__Stated exercise__: Word for word, transcribe the lines from the one containing "Where can the abstract" through the end of the entries, both included, and nothing else.

__Data section__:
>> START
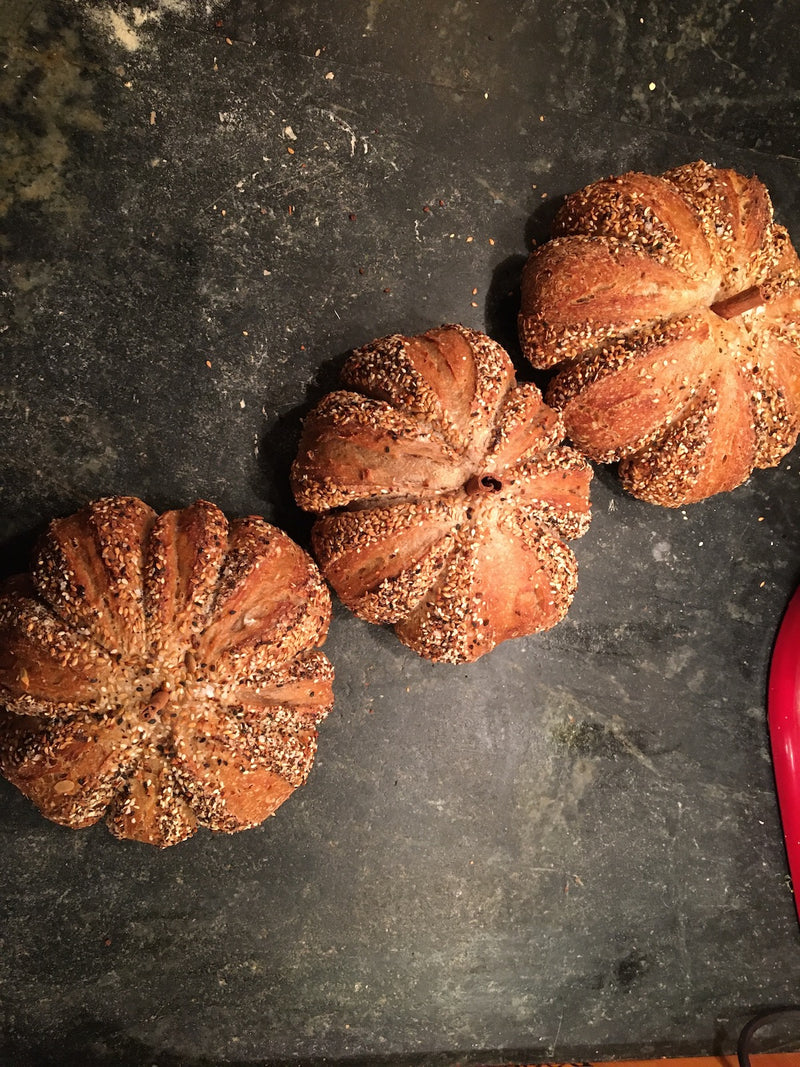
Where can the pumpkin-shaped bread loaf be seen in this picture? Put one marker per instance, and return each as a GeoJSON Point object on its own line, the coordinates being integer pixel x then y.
{"type": "Point", "coordinates": [670, 308]}
{"type": "Point", "coordinates": [162, 670]}
{"type": "Point", "coordinates": [445, 492]}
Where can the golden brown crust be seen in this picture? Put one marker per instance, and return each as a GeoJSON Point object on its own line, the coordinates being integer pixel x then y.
{"type": "Point", "coordinates": [161, 670]}
{"type": "Point", "coordinates": [444, 494]}
{"type": "Point", "coordinates": [669, 307]}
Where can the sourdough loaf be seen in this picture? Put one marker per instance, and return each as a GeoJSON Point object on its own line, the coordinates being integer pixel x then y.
{"type": "Point", "coordinates": [444, 494]}
{"type": "Point", "coordinates": [670, 309]}
{"type": "Point", "coordinates": [161, 671]}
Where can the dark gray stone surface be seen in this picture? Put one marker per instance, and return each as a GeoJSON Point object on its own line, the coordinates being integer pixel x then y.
{"type": "Point", "coordinates": [569, 849]}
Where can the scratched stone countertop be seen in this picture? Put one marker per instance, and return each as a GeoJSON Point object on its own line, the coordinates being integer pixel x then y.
{"type": "Point", "coordinates": [569, 849]}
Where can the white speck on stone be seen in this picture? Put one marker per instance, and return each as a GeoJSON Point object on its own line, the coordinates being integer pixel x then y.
{"type": "Point", "coordinates": [661, 552]}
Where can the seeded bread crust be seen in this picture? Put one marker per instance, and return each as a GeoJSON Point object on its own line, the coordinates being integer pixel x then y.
{"type": "Point", "coordinates": [670, 309]}
{"type": "Point", "coordinates": [161, 671]}
{"type": "Point", "coordinates": [444, 494]}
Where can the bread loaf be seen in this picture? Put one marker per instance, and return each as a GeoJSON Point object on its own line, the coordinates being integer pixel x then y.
{"type": "Point", "coordinates": [161, 670]}
{"type": "Point", "coordinates": [670, 308]}
{"type": "Point", "coordinates": [444, 494]}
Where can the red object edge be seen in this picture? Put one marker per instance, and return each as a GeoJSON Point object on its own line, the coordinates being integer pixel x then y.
{"type": "Point", "coordinates": [783, 714]}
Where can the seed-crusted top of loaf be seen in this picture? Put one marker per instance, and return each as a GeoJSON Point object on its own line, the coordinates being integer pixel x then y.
{"type": "Point", "coordinates": [670, 308]}
{"type": "Point", "coordinates": [445, 494]}
{"type": "Point", "coordinates": [161, 670]}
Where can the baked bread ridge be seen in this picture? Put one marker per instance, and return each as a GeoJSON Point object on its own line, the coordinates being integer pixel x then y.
{"type": "Point", "coordinates": [444, 494]}
{"type": "Point", "coordinates": [162, 671]}
{"type": "Point", "coordinates": [669, 308]}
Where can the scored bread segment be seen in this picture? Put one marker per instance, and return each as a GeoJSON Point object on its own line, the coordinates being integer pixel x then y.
{"type": "Point", "coordinates": [443, 494]}
{"type": "Point", "coordinates": [161, 670]}
{"type": "Point", "coordinates": [669, 307]}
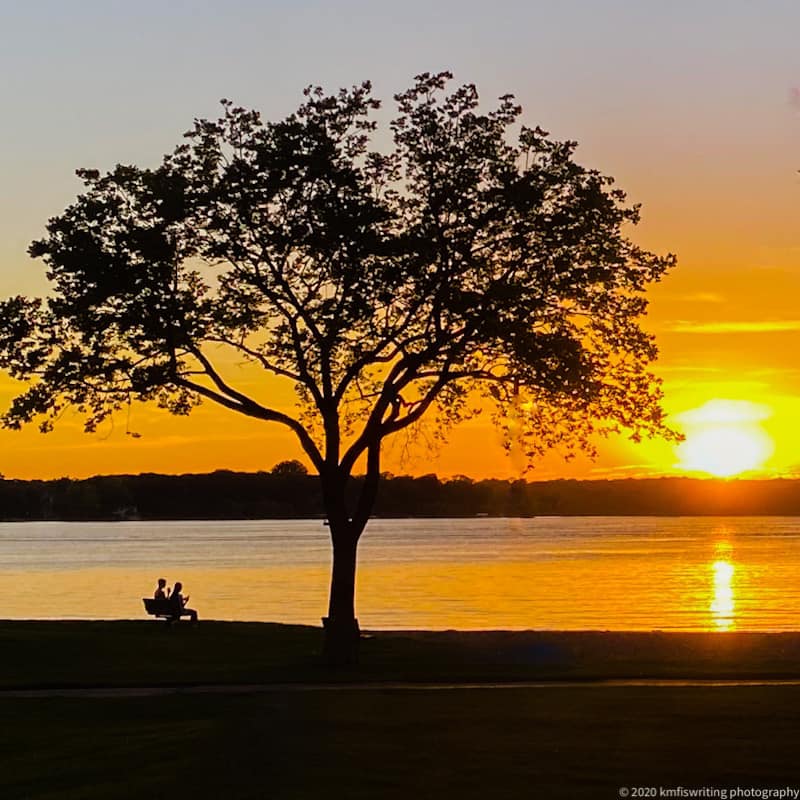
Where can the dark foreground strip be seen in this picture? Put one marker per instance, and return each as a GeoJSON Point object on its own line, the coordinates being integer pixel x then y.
{"type": "Point", "coordinates": [263, 688]}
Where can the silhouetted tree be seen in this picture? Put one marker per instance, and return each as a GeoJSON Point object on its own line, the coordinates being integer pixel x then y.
{"type": "Point", "coordinates": [465, 263]}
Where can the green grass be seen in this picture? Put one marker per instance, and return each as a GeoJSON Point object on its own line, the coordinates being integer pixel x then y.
{"type": "Point", "coordinates": [367, 744]}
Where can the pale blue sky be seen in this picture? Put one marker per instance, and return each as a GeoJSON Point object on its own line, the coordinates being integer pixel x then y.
{"type": "Point", "coordinates": [688, 104]}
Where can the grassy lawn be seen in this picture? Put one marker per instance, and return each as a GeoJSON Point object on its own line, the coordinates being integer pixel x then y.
{"type": "Point", "coordinates": [551, 742]}
{"type": "Point", "coordinates": [480, 743]}
{"type": "Point", "coordinates": [148, 653]}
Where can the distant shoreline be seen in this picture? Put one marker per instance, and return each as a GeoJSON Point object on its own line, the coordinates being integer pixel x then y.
{"type": "Point", "coordinates": [225, 495]}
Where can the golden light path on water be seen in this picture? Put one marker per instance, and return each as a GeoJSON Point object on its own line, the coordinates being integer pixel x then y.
{"type": "Point", "coordinates": [602, 573]}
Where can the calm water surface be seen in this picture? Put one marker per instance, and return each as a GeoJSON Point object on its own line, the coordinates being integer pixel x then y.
{"type": "Point", "coordinates": [615, 573]}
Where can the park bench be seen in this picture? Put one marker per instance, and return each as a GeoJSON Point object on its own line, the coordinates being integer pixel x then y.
{"type": "Point", "coordinates": [160, 608]}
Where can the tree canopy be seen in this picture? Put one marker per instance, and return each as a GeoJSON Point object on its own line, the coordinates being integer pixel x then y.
{"type": "Point", "coordinates": [470, 262]}
{"type": "Point", "coordinates": [379, 283]}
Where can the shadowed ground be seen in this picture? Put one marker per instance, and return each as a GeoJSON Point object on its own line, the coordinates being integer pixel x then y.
{"type": "Point", "coordinates": [548, 742]}
{"type": "Point", "coordinates": [149, 653]}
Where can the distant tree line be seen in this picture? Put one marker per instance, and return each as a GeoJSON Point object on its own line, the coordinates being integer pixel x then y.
{"type": "Point", "coordinates": [287, 492]}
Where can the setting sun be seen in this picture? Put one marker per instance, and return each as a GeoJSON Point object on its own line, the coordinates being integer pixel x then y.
{"type": "Point", "coordinates": [724, 438]}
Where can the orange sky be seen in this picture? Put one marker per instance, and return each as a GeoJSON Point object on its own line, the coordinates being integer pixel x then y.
{"type": "Point", "coordinates": [691, 109]}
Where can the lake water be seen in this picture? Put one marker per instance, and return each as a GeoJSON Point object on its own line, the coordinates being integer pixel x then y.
{"type": "Point", "coordinates": [615, 573]}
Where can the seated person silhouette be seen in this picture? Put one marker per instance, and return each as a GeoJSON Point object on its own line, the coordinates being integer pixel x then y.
{"type": "Point", "coordinates": [178, 604]}
{"type": "Point", "coordinates": [160, 594]}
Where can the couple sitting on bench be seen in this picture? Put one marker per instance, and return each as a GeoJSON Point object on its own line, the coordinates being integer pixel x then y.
{"type": "Point", "coordinates": [171, 604]}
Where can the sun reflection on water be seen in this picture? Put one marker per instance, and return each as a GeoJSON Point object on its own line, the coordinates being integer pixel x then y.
{"type": "Point", "coordinates": [722, 601]}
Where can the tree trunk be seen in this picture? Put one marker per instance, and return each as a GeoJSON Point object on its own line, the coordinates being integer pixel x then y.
{"type": "Point", "coordinates": [341, 626]}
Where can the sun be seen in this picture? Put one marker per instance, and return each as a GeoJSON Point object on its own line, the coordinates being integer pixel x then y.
{"type": "Point", "coordinates": [724, 438]}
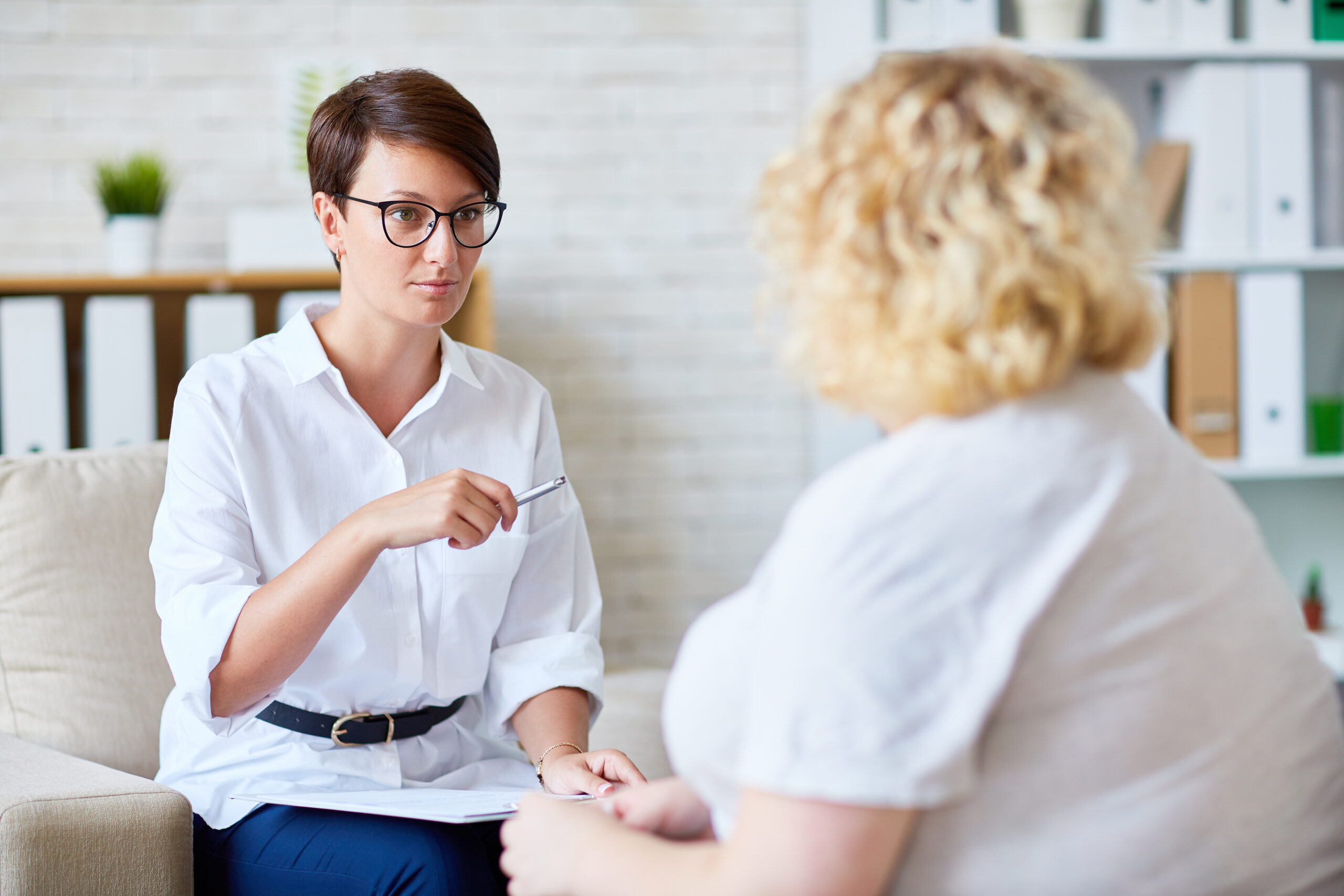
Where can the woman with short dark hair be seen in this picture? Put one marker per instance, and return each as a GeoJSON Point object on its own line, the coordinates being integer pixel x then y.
{"type": "Point", "coordinates": [351, 598]}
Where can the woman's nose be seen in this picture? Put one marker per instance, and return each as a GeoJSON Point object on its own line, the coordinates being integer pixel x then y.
{"type": "Point", "coordinates": [441, 248]}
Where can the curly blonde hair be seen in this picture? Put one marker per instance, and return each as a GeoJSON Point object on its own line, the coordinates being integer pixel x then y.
{"type": "Point", "coordinates": [956, 230]}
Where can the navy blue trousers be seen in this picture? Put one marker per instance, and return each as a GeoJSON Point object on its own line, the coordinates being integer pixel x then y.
{"type": "Point", "coordinates": [316, 852]}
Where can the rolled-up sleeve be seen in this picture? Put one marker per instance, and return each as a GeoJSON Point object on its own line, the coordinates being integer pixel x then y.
{"type": "Point", "coordinates": [549, 635]}
{"type": "Point", "coordinates": [202, 555]}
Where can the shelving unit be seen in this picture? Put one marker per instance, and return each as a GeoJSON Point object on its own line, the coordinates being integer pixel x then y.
{"type": "Point", "coordinates": [1311, 468]}
{"type": "Point", "coordinates": [1320, 260]}
{"type": "Point", "coordinates": [1098, 50]}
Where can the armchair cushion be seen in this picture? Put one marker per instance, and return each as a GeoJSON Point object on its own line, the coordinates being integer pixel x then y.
{"type": "Point", "coordinates": [73, 827]}
{"type": "Point", "coordinates": [81, 666]}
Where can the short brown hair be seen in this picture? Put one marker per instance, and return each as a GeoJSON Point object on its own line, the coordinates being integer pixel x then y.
{"type": "Point", "coordinates": [402, 107]}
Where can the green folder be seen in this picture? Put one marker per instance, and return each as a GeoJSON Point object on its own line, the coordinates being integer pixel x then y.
{"type": "Point", "coordinates": [1328, 19]}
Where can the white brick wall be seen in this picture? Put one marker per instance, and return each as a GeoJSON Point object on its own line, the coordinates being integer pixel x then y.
{"type": "Point", "coordinates": [632, 133]}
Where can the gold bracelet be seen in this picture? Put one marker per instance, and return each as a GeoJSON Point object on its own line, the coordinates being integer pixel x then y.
{"type": "Point", "coordinates": [565, 743]}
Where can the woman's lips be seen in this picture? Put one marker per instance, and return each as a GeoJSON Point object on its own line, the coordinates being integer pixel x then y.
{"type": "Point", "coordinates": [436, 288]}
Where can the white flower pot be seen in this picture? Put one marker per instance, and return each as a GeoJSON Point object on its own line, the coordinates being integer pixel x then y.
{"type": "Point", "coordinates": [1053, 19]}
{"type": "Point", "coordinates": [132, 244]}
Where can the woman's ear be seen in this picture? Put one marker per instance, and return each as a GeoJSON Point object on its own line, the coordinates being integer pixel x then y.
{"type": "Point", "coordinates": [331, 224]}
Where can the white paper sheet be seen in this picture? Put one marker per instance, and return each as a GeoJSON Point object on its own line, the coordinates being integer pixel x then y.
{"type": "Point", "coordinates": [428, 804]}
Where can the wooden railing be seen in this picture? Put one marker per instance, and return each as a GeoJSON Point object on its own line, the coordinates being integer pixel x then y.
{"type": "Point", "coordinates": [474, 324]}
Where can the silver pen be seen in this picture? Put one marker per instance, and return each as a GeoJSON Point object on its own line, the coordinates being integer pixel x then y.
{"type": "Point", "coordinates": [546, 488]}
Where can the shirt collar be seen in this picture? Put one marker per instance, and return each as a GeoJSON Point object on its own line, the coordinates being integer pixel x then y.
{"type": "Point", "coordinates": [304, 356]}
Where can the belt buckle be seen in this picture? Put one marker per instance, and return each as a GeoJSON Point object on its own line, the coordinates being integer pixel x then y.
{"type": "Point", "coordinates": [338, 730]}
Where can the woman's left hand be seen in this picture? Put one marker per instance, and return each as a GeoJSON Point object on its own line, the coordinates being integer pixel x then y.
{"type": "Point", "coordinates": [597, 772]}
{"type": "Point", "coordinates": [548, 842]}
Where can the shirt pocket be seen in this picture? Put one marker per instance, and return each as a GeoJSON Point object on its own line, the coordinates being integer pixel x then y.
{"type": "Point", "coordinates": [476, 585]}
{"type": "Point", "coordinates": [499, 555]}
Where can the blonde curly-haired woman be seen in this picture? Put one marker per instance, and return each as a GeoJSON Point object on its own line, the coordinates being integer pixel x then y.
{"type": "Point", "coordinates": [1025, 645]}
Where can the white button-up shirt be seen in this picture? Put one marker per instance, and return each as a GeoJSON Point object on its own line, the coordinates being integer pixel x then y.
{"type": "Point", "coordinates": [268, 453]}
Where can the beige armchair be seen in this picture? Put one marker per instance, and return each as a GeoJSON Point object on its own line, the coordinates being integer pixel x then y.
{"type": "Point", "coordinates": [84, 679]}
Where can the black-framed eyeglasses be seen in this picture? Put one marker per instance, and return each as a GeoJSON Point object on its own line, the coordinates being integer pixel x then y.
{"type": "Point", "coordinates": [409, 225]}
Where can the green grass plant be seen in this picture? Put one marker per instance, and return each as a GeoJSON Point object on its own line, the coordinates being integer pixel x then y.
{"type": "Point", "coordinates": [135, 187]}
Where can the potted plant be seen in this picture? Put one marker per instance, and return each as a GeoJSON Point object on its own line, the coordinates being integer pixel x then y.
{"type": "Point", "coordinates": [133, 195]}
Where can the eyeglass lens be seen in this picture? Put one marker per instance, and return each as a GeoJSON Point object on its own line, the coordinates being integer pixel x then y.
{"type": "Point", "coordinates": [412, 224]}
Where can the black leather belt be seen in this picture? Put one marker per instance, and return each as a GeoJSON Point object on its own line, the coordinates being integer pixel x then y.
{"type": "Point", "coordinates": [358, 729]}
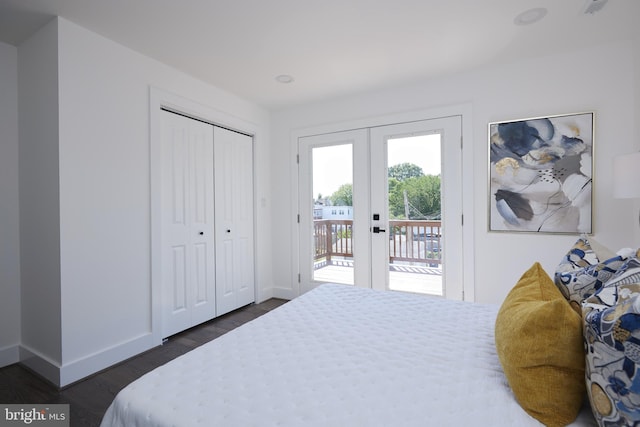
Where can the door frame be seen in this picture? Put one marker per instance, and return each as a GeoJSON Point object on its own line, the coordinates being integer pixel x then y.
{"type": "Point", "coordinates": [160, 99]}
{"type": "Point", "coordinates": [461, 291]}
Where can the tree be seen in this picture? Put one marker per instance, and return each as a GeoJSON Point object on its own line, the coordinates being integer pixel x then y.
{"type": "Point", "coordinates": [423, 197]}
{"type": "Point", "coordinates": [404, 171]}
{"type": "Point", "coordinates": [343, 196]}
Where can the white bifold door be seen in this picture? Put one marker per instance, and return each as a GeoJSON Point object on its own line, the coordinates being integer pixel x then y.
{"type": "Point", "coordinates": [207, 222]}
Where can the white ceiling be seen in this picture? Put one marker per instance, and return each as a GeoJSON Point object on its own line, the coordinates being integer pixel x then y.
{"type": "Point", "coordinates": [331, 47]}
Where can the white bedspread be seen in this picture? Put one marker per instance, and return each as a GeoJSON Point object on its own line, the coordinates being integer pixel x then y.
{"type": "Point", "coordinates": [337, 356]}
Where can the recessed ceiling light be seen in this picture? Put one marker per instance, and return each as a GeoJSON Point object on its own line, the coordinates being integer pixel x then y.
{"type": "Point", "coordinates": [530, 16]}
{"type": "Point", "coordinates": [284, 78]}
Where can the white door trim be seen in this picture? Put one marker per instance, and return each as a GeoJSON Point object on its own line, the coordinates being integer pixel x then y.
{"type": "Point", "coordinates": [160, 99]}
{"type": "Point", "coordinates": [462, 110]}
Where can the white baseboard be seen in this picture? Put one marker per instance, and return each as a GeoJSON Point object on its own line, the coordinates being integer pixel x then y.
{"type": "Point", "coordinates": [42, 365]}
{"type": "Point", "coordinates": [284, 293]}
{"type": "Point", "coordinates": [78, 369]}
{"type": "Point", "coordinates": [81, 368]}
{"type": "Point", "coordinates": [9, 355]}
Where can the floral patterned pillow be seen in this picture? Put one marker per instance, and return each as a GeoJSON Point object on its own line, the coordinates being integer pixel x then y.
{"type": "Point", "coordinates": [580, 255]}
{"type": "Point", "coordinates": [580, 284]}
{"type": "Point", "coordinates": [612, 343]}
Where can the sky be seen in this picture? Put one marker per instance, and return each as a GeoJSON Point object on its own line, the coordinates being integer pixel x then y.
{"type": "Point", "coordinates": [332, 165]}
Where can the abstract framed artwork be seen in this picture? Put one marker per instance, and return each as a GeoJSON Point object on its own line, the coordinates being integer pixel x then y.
{"type": "Point", "coordinates": [540, 174]}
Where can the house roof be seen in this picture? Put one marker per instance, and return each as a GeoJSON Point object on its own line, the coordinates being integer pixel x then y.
{"type": "Point", "coordinates": [331, 48]}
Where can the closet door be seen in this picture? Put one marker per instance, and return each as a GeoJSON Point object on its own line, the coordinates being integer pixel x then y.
{"type": "Point", "coordinates": [188, 281]}
{"type": "Point", "coordinates": [233, 154]}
>> END
__Solution for this exercise__:
Where can the abstract framed artwork be seen in this picture? Put one marker per instance, and return each as a GeoJSON Point object on its own line, the coordinates being integer pixel x then y.
{"type": "Point", "coordinates": [540, 174]}
Where can the house roof be seen in this picture? Put one marker per instance, and return each as a GeoJSON Point object on its own line, the coordinates being integer pixel x then y.
{"type": "Point", "coordinates": [331, 48]}
Where can the closet door be seen in this picture? Put one marker per instance, and return each as a GeoJSON Point object on its own line, the coordinates being integer pixel x then y.
{"type": "Point", "coordinates": [188, 281]}
{"type": "Point", "coordinates": [233, 154]}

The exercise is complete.